Reproduce, with no changes, the line that contains "so like, the passenger" and all the lines that come after it in the records.

**DATA SHOWN**
******

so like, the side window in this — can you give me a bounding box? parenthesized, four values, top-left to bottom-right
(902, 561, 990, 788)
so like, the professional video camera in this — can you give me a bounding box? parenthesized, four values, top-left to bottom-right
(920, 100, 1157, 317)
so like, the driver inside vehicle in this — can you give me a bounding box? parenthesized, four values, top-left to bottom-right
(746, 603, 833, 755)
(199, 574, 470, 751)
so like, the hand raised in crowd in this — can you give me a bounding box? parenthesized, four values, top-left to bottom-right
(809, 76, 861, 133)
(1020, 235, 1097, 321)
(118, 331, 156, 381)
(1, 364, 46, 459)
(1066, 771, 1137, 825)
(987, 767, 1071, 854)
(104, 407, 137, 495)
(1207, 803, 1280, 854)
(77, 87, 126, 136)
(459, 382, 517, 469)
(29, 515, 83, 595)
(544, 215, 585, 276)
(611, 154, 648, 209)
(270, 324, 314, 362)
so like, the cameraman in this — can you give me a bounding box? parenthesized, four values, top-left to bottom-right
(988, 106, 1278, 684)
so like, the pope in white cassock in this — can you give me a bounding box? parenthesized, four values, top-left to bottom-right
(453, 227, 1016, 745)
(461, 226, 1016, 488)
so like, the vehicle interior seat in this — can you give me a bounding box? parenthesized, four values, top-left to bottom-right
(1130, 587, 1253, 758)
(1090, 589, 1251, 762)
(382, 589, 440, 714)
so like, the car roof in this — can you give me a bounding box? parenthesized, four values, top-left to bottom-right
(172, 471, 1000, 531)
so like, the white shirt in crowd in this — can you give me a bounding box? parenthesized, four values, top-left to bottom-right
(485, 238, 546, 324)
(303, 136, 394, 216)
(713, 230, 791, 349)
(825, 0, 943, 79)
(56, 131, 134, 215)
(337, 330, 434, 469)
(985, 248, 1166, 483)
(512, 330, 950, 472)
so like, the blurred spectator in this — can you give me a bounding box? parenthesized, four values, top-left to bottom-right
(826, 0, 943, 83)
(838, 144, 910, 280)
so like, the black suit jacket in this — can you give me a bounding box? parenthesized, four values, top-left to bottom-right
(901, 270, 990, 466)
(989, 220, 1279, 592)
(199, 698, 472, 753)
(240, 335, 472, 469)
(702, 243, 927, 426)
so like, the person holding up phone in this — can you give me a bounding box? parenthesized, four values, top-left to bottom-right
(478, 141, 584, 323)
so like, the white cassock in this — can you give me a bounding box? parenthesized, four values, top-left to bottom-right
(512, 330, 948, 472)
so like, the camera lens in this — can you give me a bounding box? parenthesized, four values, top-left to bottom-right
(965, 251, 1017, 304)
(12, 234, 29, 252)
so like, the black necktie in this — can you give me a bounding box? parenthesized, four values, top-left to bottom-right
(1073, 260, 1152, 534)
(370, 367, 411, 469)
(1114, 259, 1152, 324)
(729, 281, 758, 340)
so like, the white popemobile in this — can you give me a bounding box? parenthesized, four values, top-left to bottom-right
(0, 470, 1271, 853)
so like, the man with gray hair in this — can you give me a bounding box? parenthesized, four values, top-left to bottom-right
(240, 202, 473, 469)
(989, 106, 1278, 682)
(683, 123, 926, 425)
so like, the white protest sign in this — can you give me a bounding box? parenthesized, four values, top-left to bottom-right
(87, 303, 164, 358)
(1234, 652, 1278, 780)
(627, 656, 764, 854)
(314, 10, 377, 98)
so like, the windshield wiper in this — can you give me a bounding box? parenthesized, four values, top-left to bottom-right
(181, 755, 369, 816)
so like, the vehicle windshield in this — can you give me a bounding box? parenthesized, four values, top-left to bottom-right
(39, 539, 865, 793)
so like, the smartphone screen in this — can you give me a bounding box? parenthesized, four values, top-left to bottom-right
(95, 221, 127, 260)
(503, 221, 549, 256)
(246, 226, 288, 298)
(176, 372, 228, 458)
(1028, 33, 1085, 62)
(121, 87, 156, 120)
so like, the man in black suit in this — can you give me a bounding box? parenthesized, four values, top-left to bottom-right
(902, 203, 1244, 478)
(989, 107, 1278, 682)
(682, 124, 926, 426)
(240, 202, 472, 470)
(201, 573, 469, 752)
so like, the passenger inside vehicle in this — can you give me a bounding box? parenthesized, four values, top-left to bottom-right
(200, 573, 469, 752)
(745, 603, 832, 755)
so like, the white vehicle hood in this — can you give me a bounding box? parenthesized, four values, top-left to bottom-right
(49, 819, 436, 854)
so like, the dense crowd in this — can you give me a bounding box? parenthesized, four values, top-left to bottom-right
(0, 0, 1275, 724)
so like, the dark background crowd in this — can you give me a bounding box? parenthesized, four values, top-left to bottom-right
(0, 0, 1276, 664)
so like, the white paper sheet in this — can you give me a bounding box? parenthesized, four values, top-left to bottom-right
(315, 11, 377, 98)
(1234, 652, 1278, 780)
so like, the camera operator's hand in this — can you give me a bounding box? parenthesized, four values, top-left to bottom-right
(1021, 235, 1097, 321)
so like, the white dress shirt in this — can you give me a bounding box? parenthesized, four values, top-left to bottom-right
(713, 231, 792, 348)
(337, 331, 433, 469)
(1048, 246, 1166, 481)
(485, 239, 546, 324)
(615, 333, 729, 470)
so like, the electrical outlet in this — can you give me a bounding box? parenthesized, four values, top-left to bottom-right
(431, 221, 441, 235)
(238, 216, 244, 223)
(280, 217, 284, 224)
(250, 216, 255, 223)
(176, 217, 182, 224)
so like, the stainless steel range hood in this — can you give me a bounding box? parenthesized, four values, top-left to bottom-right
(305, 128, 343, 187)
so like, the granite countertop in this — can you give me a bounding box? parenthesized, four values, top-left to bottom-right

******

**WRITTEN ANSWER**
so like, the passenger inside vehicle in this — can you give me a bounding box? parenthesized, four values, top-left to bottom-right
(200, 573, 469, 752)
(745, 603, 832, 755)
so like, the white vehicle hood in this — can you give me a bounding box? parenthesized, four values, top-left to bottom-right
(49, 819, 436, 854)
so like, the dense crowd in this — can you give me a bounding box? parenthesized, four values, top-left to bottom-right
(0, 0, 1275, 724)
so like, the dark background crowd in this — can you give me a bounding box? parenthesized, four values, top-left to bottom-right
(0, 0, 1276, 664)
so like, the white paper sheet in this — can you give me a bounding box? parenthesized, four values, top-left to bottom-right
(315, 11, 377, 98)
(1234, 652, 1278, 780)
so like, the camera operator's hand in this — can you give me a bounding box? parenthesized, four values, top-left to bottom-right
(1021, 235, 1097, 321)
so like, the white dress shirt in this — can you give me a bounding box? parenthesized, four values, top-left to bottom-right
(713, 231, 792, 348)
(337, 331, 433, 469)
(1048, 246, 1166, 481)
(485, 239, 546, 324)
(615, 333, 729, 470)
so like, the electrical outlet in this — can you give me a bounding box? parenthesized, four values, top-left to bottom-right
(431, 221, 441, 235)
(238, 216, 244, 223)
(280, 217, 284, 224)
(250, 216, 255, 223)
(176, 217, 182, 224)
so like, the stainless steel range hood in this — can you give me a bounding box? parenthesized, four values, top-left to bottom-right
(305, 128, 343, 187)
so like, the granite countertop in this — can you give me a bounding box? parenthesized, four values, top-left to bottom-right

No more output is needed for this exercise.